***** SOURCE RECORDS
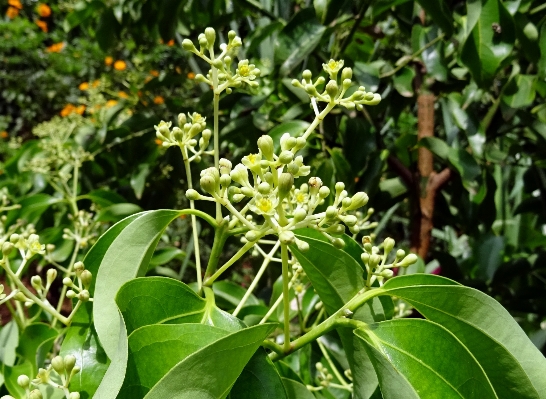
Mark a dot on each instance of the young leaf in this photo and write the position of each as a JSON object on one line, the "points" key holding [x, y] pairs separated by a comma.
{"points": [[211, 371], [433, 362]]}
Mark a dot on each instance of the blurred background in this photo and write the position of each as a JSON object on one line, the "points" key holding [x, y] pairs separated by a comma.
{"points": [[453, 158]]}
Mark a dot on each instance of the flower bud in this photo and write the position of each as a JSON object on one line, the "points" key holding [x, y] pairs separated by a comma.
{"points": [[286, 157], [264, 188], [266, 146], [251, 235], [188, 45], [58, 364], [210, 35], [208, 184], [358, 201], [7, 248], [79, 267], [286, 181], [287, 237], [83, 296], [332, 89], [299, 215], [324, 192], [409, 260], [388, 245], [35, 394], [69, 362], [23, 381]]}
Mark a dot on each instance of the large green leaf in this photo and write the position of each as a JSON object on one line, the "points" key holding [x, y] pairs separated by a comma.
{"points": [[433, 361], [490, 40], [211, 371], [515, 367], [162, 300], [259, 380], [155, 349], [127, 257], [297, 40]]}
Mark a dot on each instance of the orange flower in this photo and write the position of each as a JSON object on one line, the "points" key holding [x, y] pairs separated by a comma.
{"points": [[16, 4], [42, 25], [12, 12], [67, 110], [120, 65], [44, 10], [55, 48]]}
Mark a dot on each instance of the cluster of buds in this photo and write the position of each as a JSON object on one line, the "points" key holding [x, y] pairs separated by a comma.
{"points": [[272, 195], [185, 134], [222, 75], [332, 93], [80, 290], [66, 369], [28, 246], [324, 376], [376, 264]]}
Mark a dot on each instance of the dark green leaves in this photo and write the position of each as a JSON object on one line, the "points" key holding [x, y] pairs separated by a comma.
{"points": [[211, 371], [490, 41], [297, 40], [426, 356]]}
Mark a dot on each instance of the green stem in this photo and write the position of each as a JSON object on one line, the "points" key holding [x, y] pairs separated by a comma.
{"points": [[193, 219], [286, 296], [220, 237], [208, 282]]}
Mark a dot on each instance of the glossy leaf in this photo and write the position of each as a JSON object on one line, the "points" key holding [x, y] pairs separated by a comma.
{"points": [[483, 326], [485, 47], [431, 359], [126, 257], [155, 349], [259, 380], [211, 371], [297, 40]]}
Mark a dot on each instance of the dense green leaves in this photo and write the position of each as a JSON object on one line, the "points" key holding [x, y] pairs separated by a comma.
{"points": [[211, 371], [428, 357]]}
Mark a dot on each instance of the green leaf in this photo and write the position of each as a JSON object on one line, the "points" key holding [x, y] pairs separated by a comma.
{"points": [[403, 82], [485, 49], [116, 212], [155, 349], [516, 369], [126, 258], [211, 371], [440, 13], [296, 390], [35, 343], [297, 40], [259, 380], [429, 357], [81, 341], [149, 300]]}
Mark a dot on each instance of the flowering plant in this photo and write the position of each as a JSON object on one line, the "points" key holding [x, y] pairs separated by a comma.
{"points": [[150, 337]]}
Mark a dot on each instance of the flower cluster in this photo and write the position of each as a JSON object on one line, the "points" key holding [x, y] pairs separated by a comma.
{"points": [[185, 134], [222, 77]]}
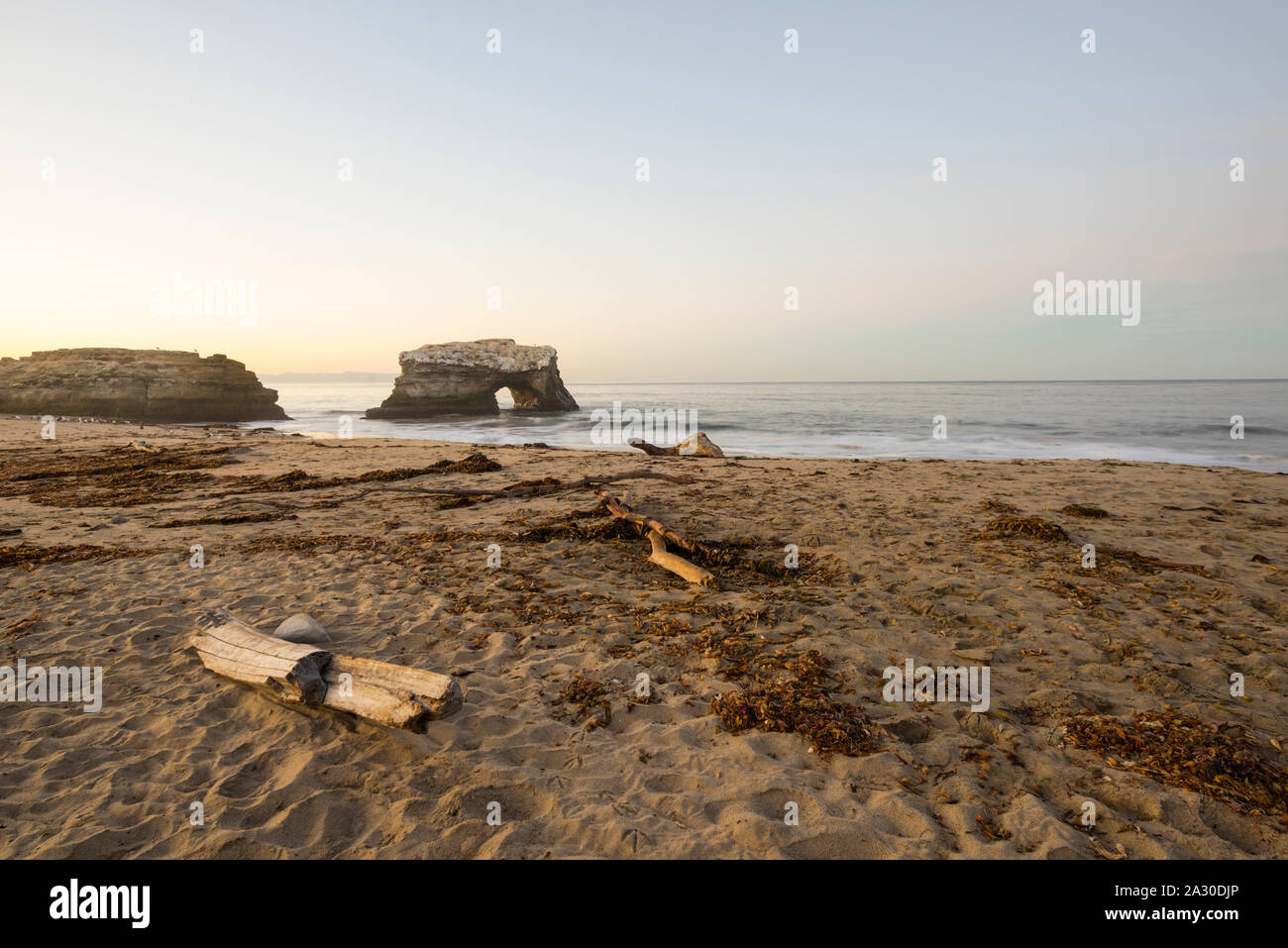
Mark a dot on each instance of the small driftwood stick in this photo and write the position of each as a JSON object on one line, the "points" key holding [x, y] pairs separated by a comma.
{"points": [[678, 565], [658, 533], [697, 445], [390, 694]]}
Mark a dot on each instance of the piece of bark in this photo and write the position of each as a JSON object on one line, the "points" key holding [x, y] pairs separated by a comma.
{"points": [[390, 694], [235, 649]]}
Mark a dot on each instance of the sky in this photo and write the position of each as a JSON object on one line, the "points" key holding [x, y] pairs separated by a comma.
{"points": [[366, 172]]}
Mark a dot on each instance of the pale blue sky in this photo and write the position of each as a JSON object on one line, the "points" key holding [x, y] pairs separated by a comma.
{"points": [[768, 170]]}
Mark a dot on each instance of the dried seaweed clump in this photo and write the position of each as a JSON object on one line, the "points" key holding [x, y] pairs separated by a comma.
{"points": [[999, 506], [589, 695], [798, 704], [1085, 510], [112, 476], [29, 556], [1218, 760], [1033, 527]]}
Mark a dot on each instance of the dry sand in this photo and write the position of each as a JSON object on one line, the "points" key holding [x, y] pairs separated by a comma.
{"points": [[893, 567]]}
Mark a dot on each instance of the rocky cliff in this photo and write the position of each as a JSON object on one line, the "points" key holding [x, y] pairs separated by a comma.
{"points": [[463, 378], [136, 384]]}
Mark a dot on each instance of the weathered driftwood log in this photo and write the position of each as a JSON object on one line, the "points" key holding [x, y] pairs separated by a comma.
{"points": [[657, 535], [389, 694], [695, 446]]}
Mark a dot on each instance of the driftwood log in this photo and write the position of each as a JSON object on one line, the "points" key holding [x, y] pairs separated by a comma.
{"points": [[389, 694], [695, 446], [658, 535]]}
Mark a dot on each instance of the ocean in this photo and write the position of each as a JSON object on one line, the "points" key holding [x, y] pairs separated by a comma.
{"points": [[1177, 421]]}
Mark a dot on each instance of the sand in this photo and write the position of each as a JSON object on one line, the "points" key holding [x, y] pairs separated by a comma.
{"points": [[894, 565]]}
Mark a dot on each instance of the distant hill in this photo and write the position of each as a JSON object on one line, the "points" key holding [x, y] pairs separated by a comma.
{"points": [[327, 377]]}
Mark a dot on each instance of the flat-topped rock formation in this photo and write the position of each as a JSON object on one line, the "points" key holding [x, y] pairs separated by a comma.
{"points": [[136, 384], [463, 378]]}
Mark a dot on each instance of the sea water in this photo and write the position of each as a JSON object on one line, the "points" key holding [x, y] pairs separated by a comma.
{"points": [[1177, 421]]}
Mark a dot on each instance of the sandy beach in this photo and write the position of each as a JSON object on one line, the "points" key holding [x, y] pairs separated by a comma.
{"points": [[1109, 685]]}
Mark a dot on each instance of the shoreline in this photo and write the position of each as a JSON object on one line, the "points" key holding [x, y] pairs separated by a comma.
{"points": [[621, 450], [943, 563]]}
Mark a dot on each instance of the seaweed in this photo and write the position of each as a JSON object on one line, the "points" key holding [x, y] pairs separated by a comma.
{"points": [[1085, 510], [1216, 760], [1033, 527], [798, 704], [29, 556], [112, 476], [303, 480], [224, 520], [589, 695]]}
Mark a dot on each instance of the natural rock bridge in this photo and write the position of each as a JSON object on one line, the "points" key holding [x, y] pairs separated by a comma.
**********
## WHAT TO PRODUCE
Repeat the entries above exactly and skip the images.

## FINISHED EXERCISE
Mark a dot on each instance of the young leaf in this photo and write the position of each as a JSON object on one line, the "points" key holding [x, y] pairs separated by a comma.
{"points": [[211, 371], [433, 362]]}
Mark a dot on each instance of the blurred background in this photo and write the position of each as a JSON object on one line, the "points" key holding [x, y] pairs separated by a comma.
{"points": [[453, 158]]}
Mark a dot on each instance of the flower bud in this photo and write the position of each as a JSON object on one line, the "points" key holding [x, y] pairs separated by a comma.
{"points": [[286, 157], [264, 188], [266, 146], [251, 235], [188, 45], [58, 364], [210, 35], [208, 184], [358, 201], [7, 248], [79, 267], [286, 181], [287, 237], [83, 296], [332, 89], [299, 215], [324, 192], [409, 260], [388, 245], [35, 394], [69, 362], [23, 381]]}
Mark a dot on each instance of the large green leaf in this photo and write the position of each as a JSON object on one line, the "points" key holding [x, y] pairs separated by a comma.
{"points": [[433, 361], [490, 40], [211, 371], [515, 367], [162, 300], [259, 380], [155, 349], [127, 257], [297, 40]]}
Mark a dot on each instance of the orange flower in this photo and write the position of each as a JSON object on one line, the "points" key holding [x, y] pairs separated by a comma.
{"points": [[16, 4], [42, 25], [12, 12], [67, 110], [120, 65], [44, 10], [55, 48]]}
Mark a dot on each instance of the cluster of buds in this photo and write the position of each as a JSON object on one line, the "points" key holding [x, y] pairs separated by a comma.
{"points": [[272, 195], [185, 134], [222, 75], [332, 93], [80, 290], [66, 369], [28, 246], [324, 376], [376, 264]]}
Mark a dot on each instance of the dark green leaves in this photo and write the position of each as a JSON object on one line, the "points" key holding [x, y] pairs separated by a comma.
{"points": [[211, 371], [490, 41], [297, 40], [426, 356]]}
Mark a dot on each instance of the green stem in this photo and write the position of each as a JSON object on one line, the "points" key holding [x, y] pairs separated by a comma.
{"points": [[193, 219], [286, 296], [220, 237], [208, 282]]}
Mark a dot on each instance of the glossy leaf in this photo and write the position of each as a JSON object on one line, the "points" key holding [x, y] pairs separated by a comma.
{"points": [[483, 326], [485, 47], [431, 359], [126, 257], [155, 349], [259, 380], [211, 371], [297, 40]]}
Mark a dot on each instance of the dense green leaves in this photo and write the position of each as a JSON object on one line, the "points" key holding [x, y] pairs separated by a comma.
{"points": [[211, 371], [428, 357]]}
Mark a dot on each instance of the green leaf in this photo and write the position of each as a JSON object on one line, the "points" key holding [x, y] pairs separated by a comma.
{"points": [[403, 82], [485, 49], [116, 212], [155, 349], [516, 369], [126, 258], [211, 371], [440, 13], [296, 390], [35, 343], [297, 40], [259, 380], [429, 357], [81, 341], [149, 300]]}
Mark a dot on each instance of the flowering plant in this photo and write the position of each as a JSON object on one line, the "points" key holding [x, y] pairs separated by a comma.
{"points": [[150, 337]]}
Mark a dot on each instance of the flower cluster in this photo and write the position of each as a JSON object on one line, the "points" key holding [x, y] pairs separated by a comma.
{"points": [[185, 134], [222, 77]]}
Mark a dot on each instance of the small driftwood stick in this photo and write the position of each as a JSON object on one line, the "points" key holding [x, y] pairs separated by a comma.
{"points": [[678, 565], [658, 533], [697, 445], [390, 694]]}
Mark a dot on each instance of the piece of bark in this photo and write the position of each as a JSON object on one line, the "points" key holding [x, y] pairs separated by a comma.
{"points": [[390, 694], [235, 649]]}
Mark a dot on each instance of the sky in this photo and write the position of each as a JSON object on one line, the "points" key holding [x, y] pairs separated by a comma.
{"points": [[366, 172]]}
Mark a dot on each instance of the pale blue sky in this photo and write the position of each as a JSON object on one line, the "points" key holding [x, y] pairs separated by a comma.
{"points": [[768, 170]]}
Mark a dot on each instance of the dried seaweed clump in this photo and write the position of each as a JSON object on one line, the "points" key holding [x, y] pairs separated by a comma.
{"points": [[999, 506], [589, 695], [798, 704], [1085, 510], [112, 476], [29, 556], [1218, 760], [1033, 527]]}
Mark a dot on each instance of the dry sand in this photo and write the position of each as a JSON object on one line, the "points" key holding [x, y] pairs separated by a comma.
{"points": [[893, 567]]}
Mark a dot on each instance of the rocky cliff in this photo and write the position of each as a JSON object on one line, the "points" key holding [x, y] pairs separated by a comma.
{"points": [[463, 378], [136, 384]]}
Mark a dot on each instance of the weathered driftwood log in this photo and write the position of each as a JSON object on one line, the "points" key holding [x, y] pairs separated by a comma.
{"points": [[657, 535], [389, 694], [695, 446]]}
Mark a dot on each instance of the driftwood log in this photo and write the position of each as a JSON object on one line, the "points" key holding [x, y] pairs separated by a comma.
{"points": [[389, 694], [695, 446], [658, 535]]}
Mark a dot on each instance of the ocean in this photo and write the position of each as a JSON object on one line, the "points" key holding [x, y] pairs separated by a comma.
{"points": [[1177, 421]]}
Mark a dot on each instance of the sand in this photo and write the position of each as a JSON object on one line, the "points" key holding [x, y] pairs separated by a comma.
{"points": [[894, 565]]}
Mark a dot on each instance of the distant hill in this photo and write the position of each as a JSON object on one line, the "points" key holding [x, y] pairs separated by a comma.
{"points": [[327, 377]]}
Mark a dot on each instance of the flat-topped rock formation in this photo and write the position of each as a JSON object on one line, the "points" key holding [x, y] pairs separated by a comma.
{"points": [[136, 384], [463, 378]]}
Mark a dot on each instance of the sea water in this photo and write the position of each as a JSON object on one line, the "points" key holding [x, y] pairs separated by a comma.
{"points": [[1177, 421]]}
Mark a dot on each instance of the sandy beach in this photo and write the position of each as a JSON object on one line, the "points" key holding [x, y] pairs separated by a comma.
{"points": [[1109, 685]]}
Mark a dot on each instance of the shoreline in this photo and write the position of each as a JSON object on one line, the "points" key holding [x, y] pairs separated by a comma.
{"points": [[621, 450], [943, 563]]}
Mark a dot on each instance of the seaweed in this photo and write the position of each as a JSON object on one line, the "points" key holding [x, y] pairs separated by a comma.
{"points": [[1085, 510], [1216, 760], [1033, 527], [798, 704], [29, 556], [112, 476], [303, 480], [224, 520], [589, 695]]}
Mark a dot on each instance of the natural rock bridge in this photo and write the position of each as a JSON object on one line, the "points" key holding [x, y] pairs separated by a comma.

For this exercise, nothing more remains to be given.